Monday, October 28, 2024

Kickstarters, Early Access, Free Stuff And Existential Despair.


Last Friday I sat down to do a grab-bag post, then ended up writing about some TV shows I'd been watching instead. I guess that means that, at the time, I must have had several things I wanted to talk about but now, just a few days later, I have no idea what they might have been. 

I haven't thought of anything new worth posting about since then, either. I've got nothing. Still, that never stopped me before. 

Pantheon: Rise of the Fallen is barely a month away from going into Early Access. Visionary Realms released a forty-seven minute Q&A video that's literally a black screen with a woman in the bottom left corner and a man's head floating over her right shoulder like some kind of ghost-balloon.

I have not watched this video. It is not a thing you watch. 

I did try listening to it instead, leaving it on in the background while I did other things, but I found it impossible to remember anything either of them said even thirty seconds after they'd said it so I gave up. Here it is if you want to try.

What to do ->
In one to three sentences, explain why the writer of the blog post gave up on listening to the Q&A video. The data that comes next has no connection to the blog post.

Information supplied ->
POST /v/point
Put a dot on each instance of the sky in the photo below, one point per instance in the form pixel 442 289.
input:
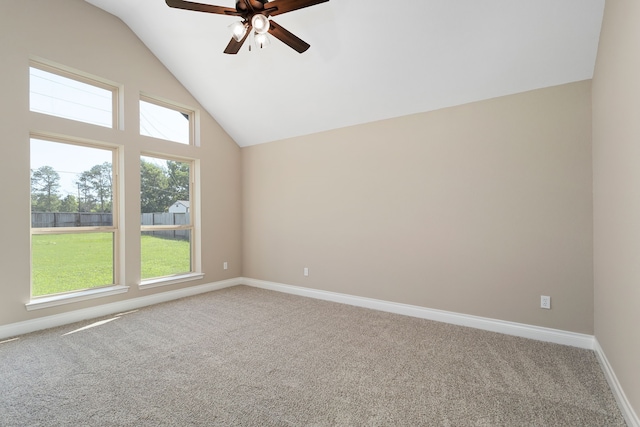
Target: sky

Problem solution ->
The writer couldn't remember anything either speaker said even thirty seconds after they'd said it, so listening in the background while doing other things didn't work.